The next time Tyler wanted to look at an area with downed trees, I didn’t think anything about it. I jumped onto the smooth white trunk of an artful tree and walked along its base. I felt Tyler come up beside me and I turned to him, thinking he wanted a kiss (he didn’t) or a hug. While my arms were around his shoulders, he held onto my sides and pulled me off the tree. I am fleet of foot (ish) and didn’t lose my balance, but I was confused, and was still orienting myself when I realized that Tyler was moving away. He lowered to one knee, and he was holding the ring we’d designed.

The first thing that popped out of my mouth was, “Really?!”

I feel rather badly about that. But, as Tyler points out when I tell this bit in person, “It was a happy, excited, ‘Really.’”

I really thought it’d be a couple more weeks. I knew Tyler had, as planned, talked to my parents the night before about his intention to ask me to marry him. They had, as I knew they would, given their blessings. But for some reason it didn’t occur to me that he’d propose the same weekend. And to him, it was obvious that he would. After all, he he wanted me to be able to see my family right away. And, as my roommate pointed out, he was tired of waiting.

He told me that he loved me and wanted to marry me and hadn’t planned out a lot of things to say because he’d known he would forget them all.

Meanwhile my brain was in overdrive. I was still holding the lilypad thing in my left hand, and I wanted to drop it because I needed my left hand, but by that point it was part of the moment and I wanted to keep it, so I switched it to my right hand and forgot about it. And apparently I took the ring out of Tyler’s hand, though I don’t remember this. I do remember feeling relieved that it was so gorgeous. Part of my brain was chanting, “THIS IS IT. PAY ATTENTION. THIS IS IMPORTANT. PAY ATTENTION, PAY ATTENTION.” Another part was going, “These are the clothes I’m getting engaged in….I wouldn’t have picked these. BUT OH WELL.”

And somewhere in here Tyler asked me to marry him, and I said yes. I kind of remember the question. I don’t remember saying yes, but he assures me that I did.

He stood up and we hugged and I was holding that ring so tightly on my left thumb. The part of my brain that had been going “PAY ATTENTION, PAY ATTENTION” was now going “DO NOT DROP IT. DO NOT DROP IT.”

Tyler pulled back and I didn’t know how to get him to put the ring onto my finger in a smooth way, so I did it. He asked if it fit, and it did. “It isn’t too loose is it?” he asked. I turned my hand and shook it so he’d see that it wouldn’t, even though my hands were cold and it was a little loose and my brain was still going, “DO NOT DROP IT.”

“Oh crap,” I thought. “Now we have to plan this thing.” But I didn’t say that out loud because we were literally still in the moment and I didn’t want to put a damper on things.

> [EXERCISE SET]
1 > Reproduce the passage of the proposal story from "The first thing" to "tired of waiting." word for word.
2 > Pick up the proposal story where it ends and keep writing it.
The data after this story plays no part in what you need to do.

> [DATA ROWS]
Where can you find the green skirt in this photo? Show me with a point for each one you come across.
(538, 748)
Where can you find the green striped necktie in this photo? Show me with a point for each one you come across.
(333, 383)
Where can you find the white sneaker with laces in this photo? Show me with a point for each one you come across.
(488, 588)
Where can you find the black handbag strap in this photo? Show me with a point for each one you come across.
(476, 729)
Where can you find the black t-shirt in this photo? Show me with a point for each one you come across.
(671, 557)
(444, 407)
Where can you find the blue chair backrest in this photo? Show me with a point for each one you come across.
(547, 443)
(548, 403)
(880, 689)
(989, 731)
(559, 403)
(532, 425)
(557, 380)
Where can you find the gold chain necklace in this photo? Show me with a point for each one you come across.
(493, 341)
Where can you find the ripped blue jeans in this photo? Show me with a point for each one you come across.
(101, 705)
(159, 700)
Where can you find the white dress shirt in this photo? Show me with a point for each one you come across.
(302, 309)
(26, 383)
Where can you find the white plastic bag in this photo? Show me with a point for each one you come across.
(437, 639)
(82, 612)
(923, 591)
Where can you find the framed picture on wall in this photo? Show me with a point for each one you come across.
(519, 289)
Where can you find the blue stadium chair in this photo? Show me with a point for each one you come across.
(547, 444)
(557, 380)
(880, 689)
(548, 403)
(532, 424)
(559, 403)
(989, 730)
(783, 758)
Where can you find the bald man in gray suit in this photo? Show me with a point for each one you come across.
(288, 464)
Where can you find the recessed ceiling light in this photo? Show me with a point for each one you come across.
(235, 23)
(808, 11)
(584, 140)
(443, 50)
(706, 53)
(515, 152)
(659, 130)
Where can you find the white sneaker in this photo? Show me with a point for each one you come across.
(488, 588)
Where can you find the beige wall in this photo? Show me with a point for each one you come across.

* * *

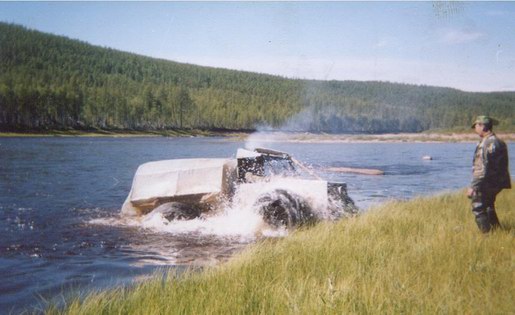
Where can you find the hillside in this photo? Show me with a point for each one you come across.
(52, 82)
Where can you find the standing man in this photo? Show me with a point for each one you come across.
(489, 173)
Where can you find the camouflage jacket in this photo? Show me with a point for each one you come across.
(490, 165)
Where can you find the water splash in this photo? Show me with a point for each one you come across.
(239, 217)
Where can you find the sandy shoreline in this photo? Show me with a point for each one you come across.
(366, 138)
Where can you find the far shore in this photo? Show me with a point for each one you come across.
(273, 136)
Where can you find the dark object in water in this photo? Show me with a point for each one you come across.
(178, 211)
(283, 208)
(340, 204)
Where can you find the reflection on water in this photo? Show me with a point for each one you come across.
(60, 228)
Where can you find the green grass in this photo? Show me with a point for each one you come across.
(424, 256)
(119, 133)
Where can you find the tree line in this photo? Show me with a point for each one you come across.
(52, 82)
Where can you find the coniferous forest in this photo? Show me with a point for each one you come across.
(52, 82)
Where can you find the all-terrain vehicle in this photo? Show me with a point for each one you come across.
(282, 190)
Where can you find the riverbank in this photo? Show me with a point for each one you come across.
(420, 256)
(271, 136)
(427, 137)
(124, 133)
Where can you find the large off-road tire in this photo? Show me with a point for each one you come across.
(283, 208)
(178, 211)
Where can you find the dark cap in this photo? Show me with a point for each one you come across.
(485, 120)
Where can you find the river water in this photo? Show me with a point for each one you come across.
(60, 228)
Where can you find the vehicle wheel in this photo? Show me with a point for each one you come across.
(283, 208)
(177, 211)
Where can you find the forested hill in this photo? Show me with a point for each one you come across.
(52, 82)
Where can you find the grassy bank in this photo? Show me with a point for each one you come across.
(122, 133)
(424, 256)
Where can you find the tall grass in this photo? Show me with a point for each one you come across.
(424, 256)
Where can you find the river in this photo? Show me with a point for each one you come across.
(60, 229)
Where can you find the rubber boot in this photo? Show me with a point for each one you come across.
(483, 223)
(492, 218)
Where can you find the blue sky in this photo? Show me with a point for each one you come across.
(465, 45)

...

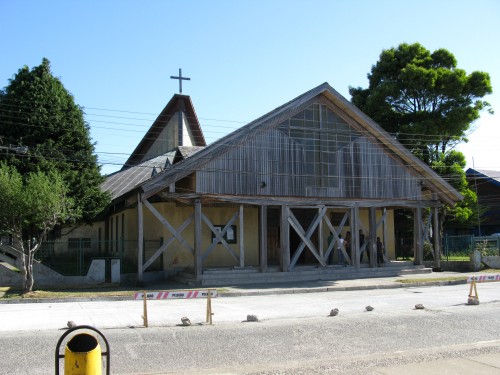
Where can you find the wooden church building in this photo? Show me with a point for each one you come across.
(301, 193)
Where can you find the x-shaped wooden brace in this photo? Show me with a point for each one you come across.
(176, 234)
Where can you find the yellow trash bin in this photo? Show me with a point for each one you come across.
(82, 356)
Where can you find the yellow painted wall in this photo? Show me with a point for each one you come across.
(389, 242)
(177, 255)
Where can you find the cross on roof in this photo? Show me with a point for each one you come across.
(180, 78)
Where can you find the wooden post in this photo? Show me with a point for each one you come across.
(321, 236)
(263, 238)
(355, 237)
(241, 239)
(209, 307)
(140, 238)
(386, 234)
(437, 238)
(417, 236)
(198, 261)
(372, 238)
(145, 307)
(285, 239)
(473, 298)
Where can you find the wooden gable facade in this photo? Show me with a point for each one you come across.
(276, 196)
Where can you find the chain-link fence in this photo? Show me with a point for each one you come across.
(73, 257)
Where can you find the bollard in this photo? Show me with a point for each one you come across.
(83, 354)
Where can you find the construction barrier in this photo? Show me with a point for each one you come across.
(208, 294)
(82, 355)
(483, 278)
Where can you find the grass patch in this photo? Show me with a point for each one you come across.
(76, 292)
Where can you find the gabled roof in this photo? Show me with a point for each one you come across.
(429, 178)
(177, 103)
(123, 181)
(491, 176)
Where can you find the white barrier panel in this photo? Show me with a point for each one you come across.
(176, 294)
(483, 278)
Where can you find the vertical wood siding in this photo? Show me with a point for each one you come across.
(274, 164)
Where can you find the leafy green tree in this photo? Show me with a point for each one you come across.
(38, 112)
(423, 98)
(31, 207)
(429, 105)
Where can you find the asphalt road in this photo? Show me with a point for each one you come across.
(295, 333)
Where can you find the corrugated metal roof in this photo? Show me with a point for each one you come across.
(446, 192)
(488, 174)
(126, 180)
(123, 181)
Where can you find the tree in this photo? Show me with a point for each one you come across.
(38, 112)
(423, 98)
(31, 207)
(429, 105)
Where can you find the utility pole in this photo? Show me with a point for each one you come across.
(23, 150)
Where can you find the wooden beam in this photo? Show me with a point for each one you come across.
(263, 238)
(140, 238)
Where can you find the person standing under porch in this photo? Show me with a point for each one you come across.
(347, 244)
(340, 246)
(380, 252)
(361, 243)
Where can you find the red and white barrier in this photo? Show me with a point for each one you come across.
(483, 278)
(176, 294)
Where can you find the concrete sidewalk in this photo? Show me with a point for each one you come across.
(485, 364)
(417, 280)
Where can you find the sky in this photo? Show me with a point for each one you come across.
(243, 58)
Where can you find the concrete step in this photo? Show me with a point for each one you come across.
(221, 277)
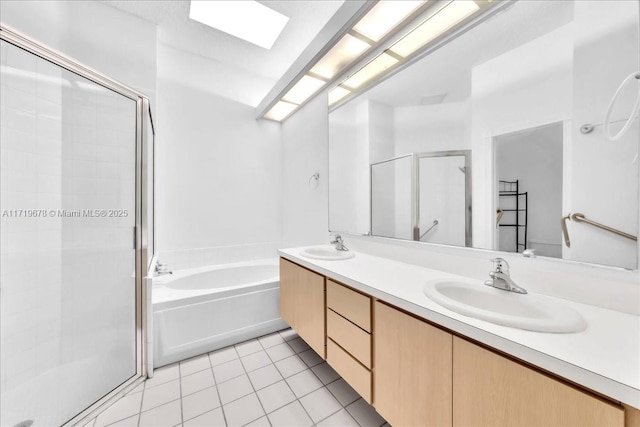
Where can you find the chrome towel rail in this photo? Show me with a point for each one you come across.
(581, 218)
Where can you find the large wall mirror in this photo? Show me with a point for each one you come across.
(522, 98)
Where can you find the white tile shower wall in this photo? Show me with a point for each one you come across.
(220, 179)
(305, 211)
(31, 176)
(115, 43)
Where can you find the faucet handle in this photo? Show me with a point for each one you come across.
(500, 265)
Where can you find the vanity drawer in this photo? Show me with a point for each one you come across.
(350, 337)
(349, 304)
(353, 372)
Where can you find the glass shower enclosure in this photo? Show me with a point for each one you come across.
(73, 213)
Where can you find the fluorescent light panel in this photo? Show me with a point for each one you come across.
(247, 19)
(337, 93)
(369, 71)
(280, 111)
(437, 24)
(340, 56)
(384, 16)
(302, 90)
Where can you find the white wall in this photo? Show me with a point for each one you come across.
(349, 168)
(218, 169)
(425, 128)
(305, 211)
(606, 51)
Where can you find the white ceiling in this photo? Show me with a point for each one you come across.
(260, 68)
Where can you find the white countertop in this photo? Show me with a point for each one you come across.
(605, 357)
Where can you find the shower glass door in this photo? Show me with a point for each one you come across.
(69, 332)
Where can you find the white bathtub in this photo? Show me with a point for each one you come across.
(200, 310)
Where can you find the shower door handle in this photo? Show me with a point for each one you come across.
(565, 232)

> [RESPONSES IN ORDER]
1 >
The first thing that popped out of my mouth was, “Really?!”

I feel rather badly about that. But, as Tyler points out when I tell this bit in person, “It was a happy, excited, ‘Really.’”

I really thought it’d be a couple more weeks. I knew Tyler had, as planned, talked to my parents the night before about his intention to ask me to marry him. They had, as I knew they would, given their blessings. But for some reason it didn’t occur to me that he’d propose the same weekend. And to him, it was obvious that he would. After all, he he wanted me to be able to see my family right away. And, as my roommate pointed out, he was tired of waiting.

2 >
I asked that we take some selfies. We took 3 or 4, most with the trees behind us, one with the ocean. The one we like the most is the one where I remembered to put my hand on his shoulder so the ring was visible. We have the best expressions in that one, and it was right before the picture where he wasn’t smiling and I was kissing him on the cheek, squishing my nose against his cheek in a decidedly unattractive fashion.

I realized then that I had a text from Rachel, Tyler’s sister, and laughed at the timing of it. Then I remembered that, that morning, I’d scheduled a text to her about Tyler’s mom’s birthday for 5pm, and she was merely texting me back. And not letting on that she knew Tyler was going to be proposing that afternoon, and was waiting by the phone for the news. We called her first, then Tyler’s parents, then my brother, and I texted the women who would become my bridesmaids.

But while we were still on the beach, after texting Rachel back, Tyler suggested we wait until we got back to the truck to start calling people. We held hands the remainder of the walk, passing the remains of the old fishing pier. When we started to get into the truck, we heaps of sand shrugged off our shoes, so we got back out to stamp our feet and shake sand off of the floor mats, which was a very mundane thing to be doing in my brand new ring, four or five minutes after we got engaged.

We drove back to my parents’ house and I got to hug my mom immediately. They’d known the plan, of course, and hadn’t let on at all. As is the nature of mothers, I didn’t start crying until I saw her. We cried happy tears for a minute or two in the front yard, then went inside so I could hug my dad, and Tyler could hug them both.

That night, we went to a local seafood restaurant with an hour-long wait, telling my parents stories about dating and knowing each other in college, tons of funny and sweet stories they hadn’t heard before. I refused to get my normal fried shrimp because I didn’t want grease on my ring and left it with Tyler on the table when I went to the bathroom, not trusting myself with it in a public restroom just yet.

I can not imagine a better day.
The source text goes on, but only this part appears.